**Set exercise:** Reproduce the following records word for word, all of them, and omit the pictures from your answer.

──────── Provided material

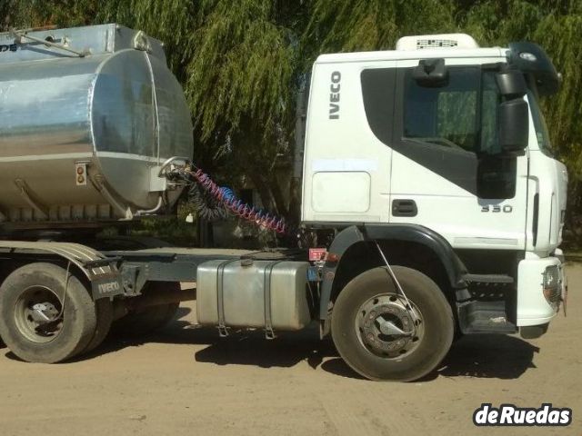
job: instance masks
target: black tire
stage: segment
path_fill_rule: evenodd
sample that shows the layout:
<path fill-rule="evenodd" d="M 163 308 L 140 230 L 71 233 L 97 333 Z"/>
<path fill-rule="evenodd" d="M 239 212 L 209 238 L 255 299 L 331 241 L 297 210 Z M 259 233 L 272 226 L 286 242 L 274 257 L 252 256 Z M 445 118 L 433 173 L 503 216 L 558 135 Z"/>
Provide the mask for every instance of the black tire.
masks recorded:
<path fill-rule="evenodd" d="M 101 345 L 109 334 L 111 324 L 113 323 L 114 312 L 111 302 L 105 298 L 97 300 L 95 304 L 97 312 L 97 325 L 93 338 L 89 341 L 85 350 L 83 350 L 83 353 L 92 352 Z"/>
<path fill-rule="evenodd" d="M 49 298 L 63 304 L 66 271 L 53 263 L 29 263 L 13 272 L 0 287 L 0 335 L 12 352 L 26 362 L 56 363 L 82 352 L 97 325 L 95 305 L 83 283 L 69 272 L 60 327 L 40 334 L 25 313 L 29 299 Z M 43 296 L 35 297 L 41 293 Z M 61 306 L 62 307 L 62 306 Z M 60 308 L 58 308 L 60 312 Z"/>
<path fill-rule="evenodd" d="M 406 301 L 397 292 L 387 269 L 375 268 L 353 279 L 340 292 L 332 312 L 332 338 L 344 361 L 364 377 L 370 380 L 411 382 L 435 370 L 448 352 L 453 342 L 455 322 L 450 304 L 430 278 L 418 271 L 402 266 L 394 266 L 393 271 L 414 307 L 414 316 L 406 310 Z M 399 313 L 408 315 L 408 318 L 406 315 L 402 316 L 408 327 L 404 328 L 403 324 L 399 324 L 401 331 L 411 330 L 415 332 L 414 334 L 392 337 L 379 332 L 377 337 L 370 336 L 370 329 L 374 329 L 376 321 L 380 319 L 379 316 L 375 318 L 376 313 L 386 310 L 383 308 L 391 307 L 389 303 L 380 305 L 382 301 L 391 300 L 378 302 L 377 296 L 381 299 L 394 299 L 394 304 L 403 305 L 403 311 Z M 369 307 L 366 305 L 368 302 L 372 302 L 370 304 L 379 305 L 366 312 L 362 309 Z M 366 316 L 374 321 L 368 322 Z M 398 320 L 396 317 L 394 319 Z M 410 327 L 410 320 L 417 322 L 416 328 Z M 384 318 L 382 322 L 385 322 Z M 416 334 L 421 328 L 422 337 L 418 337 Z M 380 340 L 381 337 L 391 340 Z M 396 340 L 392 338 L 402 337 L 406 345 L 390 352 L 404 351 L 404 354 L 394 356 L 384 349 L 380 350 L 382 346 L 395 344 Z"/>
<path fill-rule="evenodd" d="M 149 292 L 157 291 L 162 287 L 171 292 L 176 289 L 179 290 L 180 283 L 152 282 L 146 284 L 142 292 L 146 294 Z M 179 307 L 179 302 L 171 302 L 148 306 L 139 311 L 130 312 L 123 318 L 115 321 L 112 330 L 117 336 L 137 337 L 152 333 L 162 329 L 172 321 Z"/>

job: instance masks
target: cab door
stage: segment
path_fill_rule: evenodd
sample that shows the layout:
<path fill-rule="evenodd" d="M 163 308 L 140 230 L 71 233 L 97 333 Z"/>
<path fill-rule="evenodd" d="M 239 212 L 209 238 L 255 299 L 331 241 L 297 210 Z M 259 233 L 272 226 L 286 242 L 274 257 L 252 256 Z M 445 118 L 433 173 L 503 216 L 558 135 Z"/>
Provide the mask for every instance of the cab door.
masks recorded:
<path fill-rule="evenodd" d="M 455 62 L 428 85 L 414 77 L 418 61 L 398 63 L 390 221 L 455 248 L 523 250 L 527 156 L 500 153 L 496 72 Z"/>

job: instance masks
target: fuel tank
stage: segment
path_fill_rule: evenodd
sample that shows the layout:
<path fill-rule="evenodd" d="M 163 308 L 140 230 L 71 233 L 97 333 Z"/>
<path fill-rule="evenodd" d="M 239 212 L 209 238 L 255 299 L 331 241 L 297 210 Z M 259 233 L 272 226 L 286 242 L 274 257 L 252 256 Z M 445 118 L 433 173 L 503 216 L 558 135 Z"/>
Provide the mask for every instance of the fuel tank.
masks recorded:
<path fill-rule="evenodd" d="M 0 223 L 130 220 L 171 206 L 193 155 L 162 43 L 111 24 L 0 34 Z"/>

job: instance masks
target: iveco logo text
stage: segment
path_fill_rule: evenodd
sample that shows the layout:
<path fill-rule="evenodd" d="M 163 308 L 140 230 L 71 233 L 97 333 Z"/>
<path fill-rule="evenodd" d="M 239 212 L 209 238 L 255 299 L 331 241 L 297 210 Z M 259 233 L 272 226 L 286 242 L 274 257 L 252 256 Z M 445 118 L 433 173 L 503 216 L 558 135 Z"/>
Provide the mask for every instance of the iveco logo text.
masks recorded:
<path fill-rule="evenodd" d="M 18 45 L 16 45 L 15 44 L 10 44 L 10 45 L 0 44 L 0 53 L 15 52 L 17 48 L 18 48 Z"/>
<path fill-rule="evenodd" d="M 99 293 L 109 293 L 119 291 L 119 283 L 117 282 L 109 282 L 108 283 L 101 283 L 97 285 Z"/>
<path fill-rule="evenodd" d="M 331 85 L 329 90 L 329 119 L 339 119 L 339 90 L 341 88 L 340 82 L 342 80 L 342 74 L 339 71 L 334 71 L 331 74 Z"/>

────────────────

**Solution to the problem:**
job: instance masks
target: black tire
stage: segment
path_fill_rule: evenodd
sample that shows the layout:
<path fill-rule="evenodd" d="M 163 308 L 140 230 L 71 233 L 97 333 Z"/>
<path fill-rule="evenodd" d="M 239 212 L 209 238 L 255 299 L 331 241 L 297 210 Z M 259 233 L 272 226 L 286 242 L 274 257 L 252 256 Z M 445 118 L 433 173 L 503 216 L 558 135 Z"/>
Provide the mask for every instance of the black tire.
masks recorded:
<path fill-rule="evenodd" d="M 101 345 L 109 334 L 111 324 L 113 323 L 114 312 L 111 302 L 105 298 L 97 300 L 95 304 L 97 312 L 97 325 L 93 338 L 89 341 L 85 350 L 83 350 L 83 353 L 92 352 Z"/>
<path fill-rule="evenodd" d="M 49 298 L 63 304 L 66 271 L 53 263 L 29 263 L 13 272 L 0 287 L 0 335 L 12 352 L 26 362 L 56 363 L 82 352 L 97 325 L 95 305 L 83 283 L 69 272 L 60 327 L 40 334 L 25 313 L 29 299 Z M 43 296 L 35 297 L 41 293 Z M 61 306 L 62 307 L 62 306 Z M 60 308 L 58 308 L 60 312 Z"/>
<path fill-rule="evenodd" d="M 406 301 L 397 292 L 387 269 L 375 268 L 353 279 L 340 292 L 332 312 L 332 338 L 344 361 L 364 377 L 370 380 L 411 382 L 435 370 L 448 352 L 453 342 L 455 322 L 450 304 L 430 278 L 418 271 L 402 266 L 394 266 L 393 271 L 414 307 L 414 316 L 406 310 Z M 399 313 L 408 315 L 408 318 L 406 315 L 402 316 L 408 327 L 404 328 L 403 324 L 399 324 L 401 331 L 411 330 L 415 332 L 414 334 L 392 337 L 379 332 L 377 337 L 370 336 L 370 329 L 374 329 L 376 321 L 380 319 L 379 316 L 375 318 L 376 313 L 386 310 L 383 308 L 391 307 L 389 303 L 380 305 L 382 301 L 391 300 L 378 302 L 377 296 L 381 299 L 394 299 L 394 304 L 403 305 L 403 311 Z M 369 307 L 366 305 L 368 302 L 372 302 L 370 304 L 379 305 L 366 312 L 362 309 Z M 366 316 L 374 321 L 368 322 Z M 398 320 L 396 317 L 394 319 Z M 410 327 L 410 320 L 417 322 L 416 328 Z M 384 318 L 382 322 L 385 322 Z M 416 334 L 421 328 L 422 337 L 418 337 Z M 380 340 L 381 337 L 391 340 Z M 396 340 L 392 338 L 402 337 L 406 345 L 390 352 L 404 351 L 404 354 L 394 356 L 384 349 L 380 350 L 382 346 L 395 344 Z"/>
<path fill-rule="evenodd" d="M 149 292 L 157 291 L 162 287 L 171 292 L 176 289 L 179 290 L 180 283 L 152 282 L 146 284 L 142 292 L 146 294 Z M 179 307 L 179 302 L 171 302 L 148 306 L 139 311 L 130 312 L 123 318 L 115 321 L 112 330 L 117 336 L 137 337 L 152 333 L 162 329 L 172 321 Z"/>

job: instance masks
target: cab door
stage: segment
path_fill_rule: evenodd
sample that shows the layout:
<path fill-rule="evenodd" d="M 163 308 L 140 230 L 71 233 L 97 333 Z"/>
<path fill-rule="evenodd" d="M 239 212 L 209 238 L 255 299 L 331 241 L 297 210 Z M 259 233 L 272 226 L 286 242 L 274 257 L 252 256 Z M 445 118 L 433 173 L 503 216 L 558 135 Z"/>
Provide the mask for every instance of the cab door.
masks recorded:
<path fill-rule="evenodd" d="M 455 62 L 428 85 L 414 77 L 418 61 L 398 63 L 390 221 L 455 248 L 523 250 L 527 156 L 500 153 L 496 72 Z"/>

job: instance masks
target: fuel tank
stage: segment
path_fill_rule: evenodd
sample that shows the layout:
<path fill-rule="evenodd" d="M 163 308 L 140 230 L 71 233 L 97 333 Z"/>
<path fill-rule="evenodd" d="M 239 212 L 209 238 L 255 299 L 331 241 L 297 210 Z M 259 233 L 272 226 L 286 242 L 274 257 L 252 256 Z M 445 118 L 433 173 L 503 216 L 558 135 Z"/>
Provide the mask for every instance of the fuel tank.
masks recorded:
<path fill-rule="evenodd" d="M 0 223 L 130 220 L 171 206 L 193 155 L 162 43 L 111 24 L 0 34 Z"/>

job: instance masks
target: iveco logo text
stage: segment
path_fill_rule: evenodd
sample that shows the layout:
<path fill-rule="evenodd" d="M 163 308 L 140 230 L 71 233 L 97 333 Z"/>
<path fill-rule="evenodd" d="M 239 212 L 209 238 L 255 299 L 331 241 L 297 210 Z M 259 233 L 272 226 L 286 242 L 274 257 L 252 256 Z M 445 118 L 433 173 L 503 216 L 558 135 Z"/>
Provide the mask for every instance of the iveco logo text.
masks recorded:
<path fill-rule="evenodd" d="M 18 45 L 16 45 L 15 44 L 10 44 L 10 45 L 0 44 L 0 53 L 15 52 L 17 48 L 18 48 Z"/>
<path fill-rule="evenodd" d="M 99 293 L 109 293 L 119 291 L 119 283 L 117 282 L 109 282 L 108 283 L 101 283 L 97 285 Z"/>
<path fill-rule="evenodd" d="M 331 85 L 329 90 L 329 119 L 339 119 L 339 90 L 341 88 L 340 82 L 342 80 L 342 74 L 339 71 L 334 71 L 331 74 Z"/>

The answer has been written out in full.